> AIM
Arrange the material below as a Markdown table with the columns No. and Line. Include everything from the line containing "Q: Give the pixel coordinates of a point on the tall" down to the end of the material, and leave out blank lines.

> THE INPUT
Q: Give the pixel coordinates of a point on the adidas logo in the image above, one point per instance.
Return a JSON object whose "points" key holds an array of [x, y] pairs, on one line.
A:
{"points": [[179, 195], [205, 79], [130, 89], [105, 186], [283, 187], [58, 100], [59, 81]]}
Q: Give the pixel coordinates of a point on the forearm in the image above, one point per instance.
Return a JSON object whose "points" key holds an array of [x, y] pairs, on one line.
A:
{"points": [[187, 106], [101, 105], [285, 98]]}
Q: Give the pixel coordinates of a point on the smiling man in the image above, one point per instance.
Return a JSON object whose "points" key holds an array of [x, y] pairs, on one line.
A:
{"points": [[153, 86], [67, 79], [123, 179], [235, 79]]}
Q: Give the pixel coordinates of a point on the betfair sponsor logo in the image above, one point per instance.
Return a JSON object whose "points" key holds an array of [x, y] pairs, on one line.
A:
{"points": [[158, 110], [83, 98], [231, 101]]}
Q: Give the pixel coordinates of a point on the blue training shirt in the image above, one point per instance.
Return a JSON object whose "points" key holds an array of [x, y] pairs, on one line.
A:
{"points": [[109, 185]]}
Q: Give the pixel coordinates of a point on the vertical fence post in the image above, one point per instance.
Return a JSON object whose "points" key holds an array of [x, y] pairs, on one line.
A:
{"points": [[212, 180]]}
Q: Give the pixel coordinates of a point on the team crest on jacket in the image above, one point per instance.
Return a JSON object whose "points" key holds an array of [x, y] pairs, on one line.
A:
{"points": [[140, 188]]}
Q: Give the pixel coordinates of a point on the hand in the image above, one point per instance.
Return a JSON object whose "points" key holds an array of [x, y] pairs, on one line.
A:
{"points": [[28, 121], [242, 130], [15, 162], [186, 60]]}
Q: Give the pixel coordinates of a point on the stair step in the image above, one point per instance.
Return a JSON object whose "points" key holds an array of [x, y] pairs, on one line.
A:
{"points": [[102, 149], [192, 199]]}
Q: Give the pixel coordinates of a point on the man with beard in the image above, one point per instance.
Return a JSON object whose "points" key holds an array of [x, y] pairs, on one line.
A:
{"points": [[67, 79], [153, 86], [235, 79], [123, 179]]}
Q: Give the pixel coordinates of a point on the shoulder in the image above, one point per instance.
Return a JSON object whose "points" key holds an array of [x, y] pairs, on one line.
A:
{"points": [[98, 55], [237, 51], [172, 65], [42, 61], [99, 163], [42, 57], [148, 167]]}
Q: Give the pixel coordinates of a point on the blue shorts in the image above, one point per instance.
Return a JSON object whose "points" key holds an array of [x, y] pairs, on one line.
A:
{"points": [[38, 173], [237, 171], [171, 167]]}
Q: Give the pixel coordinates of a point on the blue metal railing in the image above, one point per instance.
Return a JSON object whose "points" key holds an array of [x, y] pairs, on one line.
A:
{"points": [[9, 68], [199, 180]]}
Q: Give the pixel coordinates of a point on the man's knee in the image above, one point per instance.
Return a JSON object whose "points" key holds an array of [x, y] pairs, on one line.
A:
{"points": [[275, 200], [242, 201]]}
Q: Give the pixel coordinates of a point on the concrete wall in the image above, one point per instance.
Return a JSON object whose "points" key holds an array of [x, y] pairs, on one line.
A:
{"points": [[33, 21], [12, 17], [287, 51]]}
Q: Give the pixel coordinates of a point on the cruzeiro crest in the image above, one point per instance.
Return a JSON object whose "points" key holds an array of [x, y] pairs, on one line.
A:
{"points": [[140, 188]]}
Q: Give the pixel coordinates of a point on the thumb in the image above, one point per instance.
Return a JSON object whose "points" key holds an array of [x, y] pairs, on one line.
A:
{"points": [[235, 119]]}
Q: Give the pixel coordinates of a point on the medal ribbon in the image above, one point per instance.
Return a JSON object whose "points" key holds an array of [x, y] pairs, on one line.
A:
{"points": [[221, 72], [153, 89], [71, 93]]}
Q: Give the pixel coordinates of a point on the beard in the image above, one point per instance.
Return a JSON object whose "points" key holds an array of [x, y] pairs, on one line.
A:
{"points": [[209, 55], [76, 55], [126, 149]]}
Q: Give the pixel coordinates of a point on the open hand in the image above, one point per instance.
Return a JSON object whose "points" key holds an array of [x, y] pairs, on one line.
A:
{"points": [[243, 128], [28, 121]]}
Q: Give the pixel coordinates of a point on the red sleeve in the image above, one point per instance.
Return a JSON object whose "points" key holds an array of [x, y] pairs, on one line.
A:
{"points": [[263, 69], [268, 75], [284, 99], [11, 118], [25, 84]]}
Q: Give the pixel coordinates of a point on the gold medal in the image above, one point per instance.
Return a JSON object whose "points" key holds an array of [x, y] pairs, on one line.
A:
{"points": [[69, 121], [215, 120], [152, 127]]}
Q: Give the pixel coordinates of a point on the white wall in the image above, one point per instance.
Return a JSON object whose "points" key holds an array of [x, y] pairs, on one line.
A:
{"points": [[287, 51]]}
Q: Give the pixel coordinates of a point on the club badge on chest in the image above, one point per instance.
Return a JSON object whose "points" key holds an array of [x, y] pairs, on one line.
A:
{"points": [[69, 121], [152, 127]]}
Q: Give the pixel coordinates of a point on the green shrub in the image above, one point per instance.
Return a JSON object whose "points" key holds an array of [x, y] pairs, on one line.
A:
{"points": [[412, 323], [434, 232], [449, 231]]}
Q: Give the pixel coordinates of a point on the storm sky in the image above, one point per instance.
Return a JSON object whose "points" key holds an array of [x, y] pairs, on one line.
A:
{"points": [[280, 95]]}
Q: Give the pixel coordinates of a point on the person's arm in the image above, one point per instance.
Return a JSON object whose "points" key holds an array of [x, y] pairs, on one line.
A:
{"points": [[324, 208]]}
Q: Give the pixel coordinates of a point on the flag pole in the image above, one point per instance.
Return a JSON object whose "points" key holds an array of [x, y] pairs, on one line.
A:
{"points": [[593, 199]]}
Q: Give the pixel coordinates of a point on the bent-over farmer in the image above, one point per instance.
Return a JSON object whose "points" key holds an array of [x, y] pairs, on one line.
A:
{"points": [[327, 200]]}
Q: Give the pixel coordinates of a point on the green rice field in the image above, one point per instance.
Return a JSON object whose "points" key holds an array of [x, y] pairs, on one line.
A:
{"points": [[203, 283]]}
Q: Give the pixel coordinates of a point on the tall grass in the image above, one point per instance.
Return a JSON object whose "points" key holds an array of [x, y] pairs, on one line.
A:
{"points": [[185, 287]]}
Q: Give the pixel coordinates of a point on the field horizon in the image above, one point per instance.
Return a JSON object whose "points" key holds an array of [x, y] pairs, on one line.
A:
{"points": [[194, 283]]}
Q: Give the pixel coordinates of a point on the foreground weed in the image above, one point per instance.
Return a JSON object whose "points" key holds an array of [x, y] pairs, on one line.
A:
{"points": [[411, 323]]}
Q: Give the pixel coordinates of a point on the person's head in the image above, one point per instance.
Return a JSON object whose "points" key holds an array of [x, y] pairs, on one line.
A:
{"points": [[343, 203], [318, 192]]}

> SOLUTION BELOW
| No. | Line |
|---|---|
| 1 | Q: Give the pixel coordinates of a point on the tall grass in the image above, one point per instance. |
| 2 | Return a JSON object whose "points" key holds an array of [x, y] pairs, on one line. |
| 3 | A: |
| 4 | {"points": [[185, 287]]} |
| 5 | Q: Give the pixel coordinates of a point on the field horizon in the image above, one point per instance. |
| 6 | Return a JSON object whose "points" key holds an array of [x, y] pairs, on one line. |
| 7 | A: |
| 8 | {"points": [[194, 283]]} |
| 9 | Q: Give the pixel coordinates of a point on the foreground weed in the image above, one point per instance. |
| 10 | Return a JSON object whose "points" key holds an array of [x, y] pairs, on one line. |
| 11 | A: |
| 12 | {"points": [[411, 323]]} |
| 13 | Q: Give the pixel coordinates of a point on the person's head in the image above, one point per instance. |
| 14 | Return a JSON object whose "points" key holds an array of [x, y] pairs, on one line. |
| 15 | A: |
| 16 | {"points": [[343, 203], [318, 192]]} |